Problem statement ->
How many lines in the material below contain the word "green"? Reply with the number alone.
● ● ●
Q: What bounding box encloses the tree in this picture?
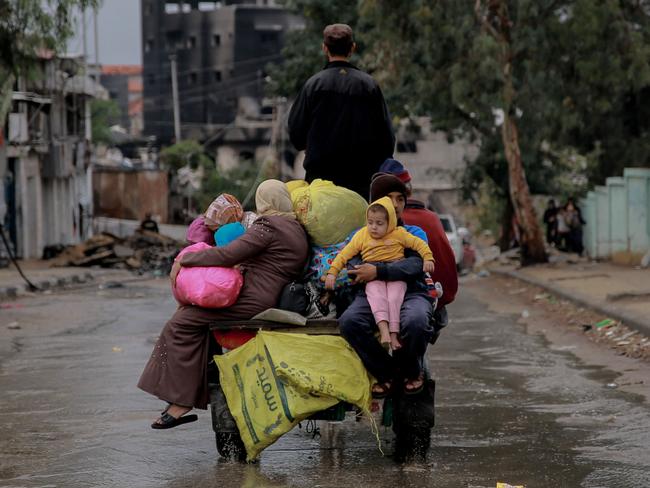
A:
[90,99,122,144]
[0,0,100,127]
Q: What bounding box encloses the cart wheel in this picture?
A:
[393,428,431,463]
[214,432,246,462]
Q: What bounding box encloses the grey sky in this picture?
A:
[68,0,142,64]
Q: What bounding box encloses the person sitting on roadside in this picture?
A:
[339,173,437,398]
[138,180,309,429]
[325,197,435,351]
[380,159,458,310]
[185,193,257,246]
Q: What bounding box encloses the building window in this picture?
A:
[396,141,418,153]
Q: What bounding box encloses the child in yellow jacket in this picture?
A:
[325,197,434,350]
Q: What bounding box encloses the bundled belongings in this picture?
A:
[50,229,182,275]
[291,179,368,246]
[214,331,371,460]
[172,242,244,308]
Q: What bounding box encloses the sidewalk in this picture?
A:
[489,262,650,336]
[0,260,132,301]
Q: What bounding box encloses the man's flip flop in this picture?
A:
[151,412,199,429]
[371,381,393,400]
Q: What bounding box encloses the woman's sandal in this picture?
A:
[151,412,199,429]
[372,381,393,400]
[404,376,425,395]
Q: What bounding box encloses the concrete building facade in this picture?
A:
[0,57,100,259]
[100,65,144,136]
[141,0,304,144]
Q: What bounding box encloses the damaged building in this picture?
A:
[0,55,103,259]
[141,0,304,145]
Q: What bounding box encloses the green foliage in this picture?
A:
[272,0,650,198]
[160,140,215,171]
[0,0,101,126]
[197,162,260,210]
[267,0,363,97]
[0,0,100,75]
[90,99,122,144]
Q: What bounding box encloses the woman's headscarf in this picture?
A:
[204,193,244,227]
[255,180,296,219]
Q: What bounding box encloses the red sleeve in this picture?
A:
[402,208,458,307]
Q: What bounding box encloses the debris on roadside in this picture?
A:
[46,229,183,275]
[496,278,650,361]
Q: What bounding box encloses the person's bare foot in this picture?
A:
[390,332,402,351]
[377,320,390,348]
[404,374,424,395]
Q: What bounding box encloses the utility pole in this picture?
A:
[169,54,181,143]
[77,8,93,141]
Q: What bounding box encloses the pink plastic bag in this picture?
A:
[172,242,244,308]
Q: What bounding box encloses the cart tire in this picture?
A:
[214,432,246,462]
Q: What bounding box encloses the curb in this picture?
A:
[0,272,95,301]
[490,269,650,337]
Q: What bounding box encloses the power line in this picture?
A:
[143,53,282,79]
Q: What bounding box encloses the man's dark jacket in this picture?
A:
[289,61,395,198]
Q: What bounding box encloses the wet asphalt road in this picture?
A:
[0,280,650,488]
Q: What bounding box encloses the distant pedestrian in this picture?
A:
[289,24,395,199]
[140,213,160,234]
[564,198,586,256]
[544,198,558,245]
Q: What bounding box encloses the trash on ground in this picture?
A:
[50,229,183,275]
[594,319,616,329]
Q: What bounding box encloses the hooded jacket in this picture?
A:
[327,197,433,276]
[289,61,395,199]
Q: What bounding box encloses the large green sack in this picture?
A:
[291,179,368,246]
[214,331,372,460]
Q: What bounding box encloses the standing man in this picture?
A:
[289,24,395,199]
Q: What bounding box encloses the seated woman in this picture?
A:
[138,180,309,429]
[185,193,257,246]
[339,173,434,398]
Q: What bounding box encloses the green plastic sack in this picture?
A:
[291,179,368,246]
[214,331,372,461]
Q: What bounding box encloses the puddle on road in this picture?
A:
[0,287,650,488]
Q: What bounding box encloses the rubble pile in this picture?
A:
[51,229,184,274]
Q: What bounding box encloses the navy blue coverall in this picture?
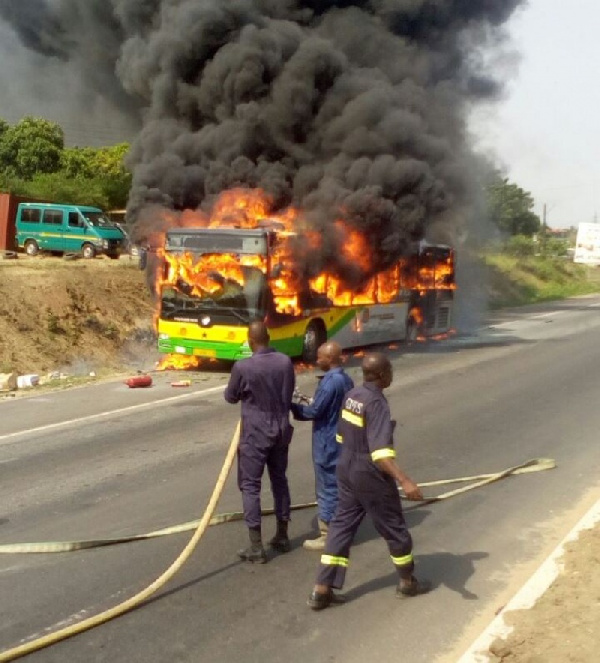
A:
[317,382,414,589]
[292,367,354,524]
[224,348,296,528]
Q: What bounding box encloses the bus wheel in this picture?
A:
[81,244,96,260]
[25,239,40,256]
[302,320,327,364]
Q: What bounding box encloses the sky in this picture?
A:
[472,0,600,228]
[0,0,600,228]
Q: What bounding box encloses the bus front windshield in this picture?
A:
[161,255,270,325]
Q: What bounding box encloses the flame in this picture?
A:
[156,354,200,371]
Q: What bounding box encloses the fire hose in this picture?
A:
[0,440,556,663]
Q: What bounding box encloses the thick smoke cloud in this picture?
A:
[0,0,522,280]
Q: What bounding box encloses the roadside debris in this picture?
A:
[125,375,152,389]
[17,373,40,389]
[171,380,192,387]
[0,372,18,391]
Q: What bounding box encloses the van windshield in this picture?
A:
[82,212,114,228]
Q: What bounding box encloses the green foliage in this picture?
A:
[504,235,535,258]
[0,118,131,210]
[487,177,540,237]
[0,117,65,179]
[542,237,569,258]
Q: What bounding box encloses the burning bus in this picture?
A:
[157,220,456,362]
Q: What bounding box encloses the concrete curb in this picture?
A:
[457,500,600,663]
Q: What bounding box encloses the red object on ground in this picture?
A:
[125,375,152,389]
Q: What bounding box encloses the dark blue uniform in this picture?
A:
[292,367,354,524]
[317,382,414,589]
[224,348,296,528]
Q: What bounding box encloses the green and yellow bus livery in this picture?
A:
[158,228,454,362]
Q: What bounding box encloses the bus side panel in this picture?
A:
[329,302,408,349]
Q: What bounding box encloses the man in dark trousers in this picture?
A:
[224,321,296,564]
[308,353,430,610]
[292,341,354,550]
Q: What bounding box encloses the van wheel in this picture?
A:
[302,320,327,364]
[25,239,40,256]
[81,244,96,260]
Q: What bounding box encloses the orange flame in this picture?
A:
[156,355,200,371]
[153,189,456,326]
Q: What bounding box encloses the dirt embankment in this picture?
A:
[0,255,155,375]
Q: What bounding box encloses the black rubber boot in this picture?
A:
[396,576,432,599]
[238,527,267,564]
[269,520,292,552]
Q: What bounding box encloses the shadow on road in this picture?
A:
[346,552,489,601]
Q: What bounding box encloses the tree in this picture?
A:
[0,117,65,179]
[487,177,540,237]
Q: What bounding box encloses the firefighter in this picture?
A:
[292,341,354,550]
[308,353,431,610]
[224,321,296,564]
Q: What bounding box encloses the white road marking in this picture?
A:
[0,385,225,446]
[458,500,600,663]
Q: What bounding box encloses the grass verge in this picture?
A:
[483,253,600,309]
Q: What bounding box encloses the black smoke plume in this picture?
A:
[0,0,523,285]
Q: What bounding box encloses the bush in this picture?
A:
[504,235,535,258]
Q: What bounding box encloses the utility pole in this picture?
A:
[540,203,548,255]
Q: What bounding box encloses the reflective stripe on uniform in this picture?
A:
[371,447,396,460]
[321,555,348,566]
[342,410,365,428]
[390,553,413,566]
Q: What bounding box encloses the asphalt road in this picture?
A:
[0,297,600,663]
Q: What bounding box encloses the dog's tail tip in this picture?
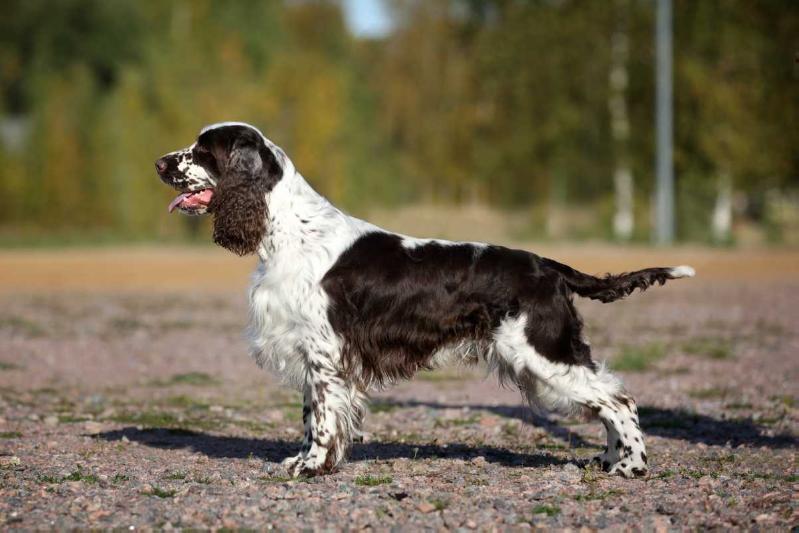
● ● ●
Exercise response ->
5